---------- Text block

Carson City supervisors trudged through ashen soil and weathered afternoon winds Thursday to survey watershed damage caused by July's Waterfall fire.
Policy makers including city supervisors Robin Williamson, Shelly Aldean, Pete Livermore, Richard Staub and Mayor Ray Masayko piled into city vans for the tour, while city engineers explained restoration work the city has planned.
"It's a moonscape, isn't it?" supervisor Pete Livermore remarked as he rode through the charred landscape toward the water treatment plant in Kings Canyon. "I miss all the quail and rabbit you used to see out here."
Others lamented the loss of property and the damaged watershed.
"This looked like liquid mud during the August storms," Hoffert said, pointing down a barren slope to Ash Canyon Creek, which flows to a water-plant intake facility.
Hoffert said the creek water was so laden with debris that the city could not use it until last week, when work crews placed enough wattles - straw erosion barriers - on the sides and removed enough fallen trees from the watershed.
Intake filters on three dams at the base of the Carson Range used to bank water for the city have also been filled with debris from Vicee Canyon Creek, Hoffert said, and city crews are working to clean them out.
"It wasn't holding any water after the storms," Hoffert said. "It's a constant problem now."
Masayko and City Manager Linda Ritter shielded their eyes from blowing dust and peered over canyon edges while Hoffert, Werner and Development Services Director Andy Burnham explained the intricacies of restoration efforts.
Hoffert pointed out that city workers have already begun placing wattles along slopes throughout the Carson Range facing the city in Kings Canyon, Ash Canyon, Vicee Canyon and the Timberline and Lakeview areas.
Carson City Public Works Operations Manager Tom Hoffert said the wattles, along with planned log erosion barriers, will slow the flow of debris during major storms this winter.
City engineer Larry Werner said reseeding will begin within the next few weeks, and aerial reseeding with will begin by Sept. 13.

--------------------
---------- Extracted data

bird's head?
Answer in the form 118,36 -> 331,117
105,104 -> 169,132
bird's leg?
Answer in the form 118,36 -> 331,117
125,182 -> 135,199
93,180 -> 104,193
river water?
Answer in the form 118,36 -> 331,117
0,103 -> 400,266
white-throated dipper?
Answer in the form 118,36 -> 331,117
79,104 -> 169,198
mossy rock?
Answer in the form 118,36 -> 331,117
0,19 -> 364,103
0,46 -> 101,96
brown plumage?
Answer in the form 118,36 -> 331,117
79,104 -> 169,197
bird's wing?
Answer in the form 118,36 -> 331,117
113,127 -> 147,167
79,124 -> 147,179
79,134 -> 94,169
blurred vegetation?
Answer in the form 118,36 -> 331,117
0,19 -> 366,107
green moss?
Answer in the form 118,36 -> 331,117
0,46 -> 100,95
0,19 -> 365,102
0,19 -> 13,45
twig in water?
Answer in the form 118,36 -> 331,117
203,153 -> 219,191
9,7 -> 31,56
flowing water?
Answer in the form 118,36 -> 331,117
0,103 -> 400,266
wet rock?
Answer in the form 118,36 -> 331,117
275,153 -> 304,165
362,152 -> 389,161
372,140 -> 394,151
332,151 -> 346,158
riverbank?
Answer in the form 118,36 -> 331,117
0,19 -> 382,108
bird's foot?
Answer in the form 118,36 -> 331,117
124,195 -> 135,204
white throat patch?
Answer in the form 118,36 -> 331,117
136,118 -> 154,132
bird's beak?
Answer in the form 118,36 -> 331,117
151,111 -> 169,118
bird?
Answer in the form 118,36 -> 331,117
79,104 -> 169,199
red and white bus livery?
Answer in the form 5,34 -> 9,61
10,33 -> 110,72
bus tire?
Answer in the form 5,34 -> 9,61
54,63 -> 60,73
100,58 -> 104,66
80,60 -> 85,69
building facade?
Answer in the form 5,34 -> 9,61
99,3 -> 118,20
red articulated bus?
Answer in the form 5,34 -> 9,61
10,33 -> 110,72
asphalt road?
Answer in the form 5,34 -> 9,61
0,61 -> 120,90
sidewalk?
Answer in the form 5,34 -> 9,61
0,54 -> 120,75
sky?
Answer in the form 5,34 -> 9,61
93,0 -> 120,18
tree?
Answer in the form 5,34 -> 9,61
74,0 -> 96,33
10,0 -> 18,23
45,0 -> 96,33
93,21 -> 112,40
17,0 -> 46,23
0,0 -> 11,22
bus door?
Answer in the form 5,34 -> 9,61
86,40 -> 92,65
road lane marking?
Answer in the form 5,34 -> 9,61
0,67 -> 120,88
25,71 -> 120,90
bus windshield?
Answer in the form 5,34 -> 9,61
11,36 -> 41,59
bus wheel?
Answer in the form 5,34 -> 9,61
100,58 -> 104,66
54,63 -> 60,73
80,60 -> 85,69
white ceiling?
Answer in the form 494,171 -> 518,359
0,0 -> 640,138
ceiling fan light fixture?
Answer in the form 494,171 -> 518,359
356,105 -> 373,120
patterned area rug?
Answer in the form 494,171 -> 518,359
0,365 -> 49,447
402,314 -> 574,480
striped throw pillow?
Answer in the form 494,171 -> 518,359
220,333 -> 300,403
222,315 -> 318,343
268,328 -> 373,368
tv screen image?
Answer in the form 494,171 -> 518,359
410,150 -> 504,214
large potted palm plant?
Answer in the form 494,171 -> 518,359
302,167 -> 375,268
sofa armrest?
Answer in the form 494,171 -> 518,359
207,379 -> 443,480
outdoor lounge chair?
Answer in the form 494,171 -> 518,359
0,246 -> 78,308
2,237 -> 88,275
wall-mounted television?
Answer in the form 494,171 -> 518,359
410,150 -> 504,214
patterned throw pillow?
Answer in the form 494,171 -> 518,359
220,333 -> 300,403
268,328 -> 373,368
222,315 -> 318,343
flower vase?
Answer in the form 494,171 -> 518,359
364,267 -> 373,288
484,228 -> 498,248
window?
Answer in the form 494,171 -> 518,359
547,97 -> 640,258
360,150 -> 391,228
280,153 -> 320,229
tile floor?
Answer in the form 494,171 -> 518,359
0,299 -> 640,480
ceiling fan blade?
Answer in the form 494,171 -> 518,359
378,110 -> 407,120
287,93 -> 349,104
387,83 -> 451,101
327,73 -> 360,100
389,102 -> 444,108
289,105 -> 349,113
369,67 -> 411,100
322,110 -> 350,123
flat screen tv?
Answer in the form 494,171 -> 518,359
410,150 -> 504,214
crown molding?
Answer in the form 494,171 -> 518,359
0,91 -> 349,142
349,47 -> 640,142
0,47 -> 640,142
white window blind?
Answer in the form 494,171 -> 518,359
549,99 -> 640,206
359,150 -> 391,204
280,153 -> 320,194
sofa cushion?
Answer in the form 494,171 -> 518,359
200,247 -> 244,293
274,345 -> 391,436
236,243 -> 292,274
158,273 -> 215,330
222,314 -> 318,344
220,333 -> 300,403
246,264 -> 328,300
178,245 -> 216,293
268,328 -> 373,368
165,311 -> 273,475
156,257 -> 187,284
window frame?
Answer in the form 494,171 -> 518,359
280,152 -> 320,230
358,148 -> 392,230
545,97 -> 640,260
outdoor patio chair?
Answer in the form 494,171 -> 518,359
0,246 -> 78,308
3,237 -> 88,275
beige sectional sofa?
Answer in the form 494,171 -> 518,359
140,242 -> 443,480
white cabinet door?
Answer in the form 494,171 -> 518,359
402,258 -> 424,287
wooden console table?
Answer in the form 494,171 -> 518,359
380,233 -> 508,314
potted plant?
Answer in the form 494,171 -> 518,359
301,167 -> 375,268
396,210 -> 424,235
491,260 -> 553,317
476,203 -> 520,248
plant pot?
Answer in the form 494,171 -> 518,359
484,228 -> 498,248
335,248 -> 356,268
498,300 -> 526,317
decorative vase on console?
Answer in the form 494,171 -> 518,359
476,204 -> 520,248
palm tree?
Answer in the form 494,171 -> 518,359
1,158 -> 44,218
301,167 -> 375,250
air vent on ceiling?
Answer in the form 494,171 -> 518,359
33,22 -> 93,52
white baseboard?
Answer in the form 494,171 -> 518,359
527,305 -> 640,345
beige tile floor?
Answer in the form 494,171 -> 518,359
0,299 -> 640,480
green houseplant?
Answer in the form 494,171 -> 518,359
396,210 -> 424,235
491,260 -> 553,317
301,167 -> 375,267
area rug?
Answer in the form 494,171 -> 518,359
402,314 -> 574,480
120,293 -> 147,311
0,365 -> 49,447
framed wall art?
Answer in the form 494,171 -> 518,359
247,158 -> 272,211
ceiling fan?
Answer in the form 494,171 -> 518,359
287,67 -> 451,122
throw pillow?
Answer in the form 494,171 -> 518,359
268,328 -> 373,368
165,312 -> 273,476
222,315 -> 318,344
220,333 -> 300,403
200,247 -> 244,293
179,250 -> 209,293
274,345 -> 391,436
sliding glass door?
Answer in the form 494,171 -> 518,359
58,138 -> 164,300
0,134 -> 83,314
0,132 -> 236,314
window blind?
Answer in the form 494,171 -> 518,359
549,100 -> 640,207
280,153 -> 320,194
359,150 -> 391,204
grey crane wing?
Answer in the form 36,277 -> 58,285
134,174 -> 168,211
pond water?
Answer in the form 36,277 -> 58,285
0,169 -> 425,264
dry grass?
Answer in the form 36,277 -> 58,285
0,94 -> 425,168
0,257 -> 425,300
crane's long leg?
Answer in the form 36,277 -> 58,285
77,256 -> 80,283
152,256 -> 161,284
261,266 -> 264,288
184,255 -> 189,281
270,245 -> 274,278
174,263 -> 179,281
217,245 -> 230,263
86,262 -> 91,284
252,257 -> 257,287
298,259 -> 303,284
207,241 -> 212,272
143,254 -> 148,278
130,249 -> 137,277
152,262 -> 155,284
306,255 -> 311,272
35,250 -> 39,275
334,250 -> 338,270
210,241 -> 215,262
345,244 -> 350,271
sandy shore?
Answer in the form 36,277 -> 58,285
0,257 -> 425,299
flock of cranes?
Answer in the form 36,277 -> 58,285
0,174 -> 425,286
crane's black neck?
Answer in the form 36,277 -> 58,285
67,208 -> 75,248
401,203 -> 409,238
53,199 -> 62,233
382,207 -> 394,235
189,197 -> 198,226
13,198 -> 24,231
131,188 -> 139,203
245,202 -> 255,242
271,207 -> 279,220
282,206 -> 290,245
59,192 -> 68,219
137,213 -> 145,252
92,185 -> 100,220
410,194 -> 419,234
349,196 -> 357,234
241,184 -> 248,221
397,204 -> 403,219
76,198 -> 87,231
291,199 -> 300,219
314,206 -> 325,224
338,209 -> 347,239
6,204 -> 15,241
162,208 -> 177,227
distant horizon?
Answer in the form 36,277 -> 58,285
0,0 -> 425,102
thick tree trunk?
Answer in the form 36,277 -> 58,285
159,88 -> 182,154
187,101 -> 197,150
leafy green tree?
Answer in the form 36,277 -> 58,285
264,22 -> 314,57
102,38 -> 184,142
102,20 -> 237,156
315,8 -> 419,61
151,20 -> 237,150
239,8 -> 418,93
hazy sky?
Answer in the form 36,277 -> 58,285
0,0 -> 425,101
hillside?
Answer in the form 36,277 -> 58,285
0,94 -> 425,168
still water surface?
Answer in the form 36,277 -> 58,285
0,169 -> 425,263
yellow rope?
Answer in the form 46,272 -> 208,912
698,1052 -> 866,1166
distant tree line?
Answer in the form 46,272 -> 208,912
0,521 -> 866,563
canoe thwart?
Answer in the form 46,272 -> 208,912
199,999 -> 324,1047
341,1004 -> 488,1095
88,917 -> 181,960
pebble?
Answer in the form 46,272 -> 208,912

--------------------

= Exercise directions =
Please copy out the full article about the Carson City supervisors' tour of the Waterfall fire watershed damage, word for word.

= Response to the exercise =
Carson City supervisors trudged through ashen soil and weathered afternoon winds Thursday to survey watershed damage caused by July's Waterfall fire.
Policy makers including city supervisors Robin Williamson, Shelly Aldean, Pete Livermore, Richard Staub and Mayor Ray Masayko piled into city vans for the tour, while city engineers explained restoration work the city has planned.
"It's a moonscape, isn't it?" supervisor Pete Livermore remarked as he rode through the charred landscape toward the water treatment plant in Kings Canyon. "I miss all the quail and rabbit you used to see out here."
Others lamented the loss of property and the damaged watershed.
"This looked like liquid mud during the August storms," Hoffert said, pointing down a barren slope to Ash Canyon Creek, which flows to a water-plant intake facility.
Hoffert said the creek water was so laden with debris that the city could not use it until last week, when work crews placed enough wattles - straw erosion barriers - on the sides and removed enough fallen trees from the watershed.
Intake filters on three dams at the base of the Carson Range used to bank water for the city have also been filled with debris from Vicee Canyon Creek, Hoffert said, and city crews are working to clean them out.
"It wasn't holding any water after the storms," Hoffert said. "It's a constant problem now."
Masayko and City Manager Linda Ritter shielded their eyes from blowing dust and peered over canyon edges while Hoffert, Werner and Development Services Director Andy Burnham explained the intricacies of restoration efforts.
Hoffert pointed out that city workers have already begun placing wattles along slopes throughout the Carson Range facing the city in Kings Canyon, Ash Canyon, Vicee Canyon and the Timberline and Lakeview areas.
Carson City Public Works Operations Manager Tom Hoffert said the wattles, along with planned log erosion barriers, will slow the flow of debris during major storms this winter.
City engineer Larry Werner said reseeding will begin within the next few weeks, and aerial reseeding with will begin by Sept. 13.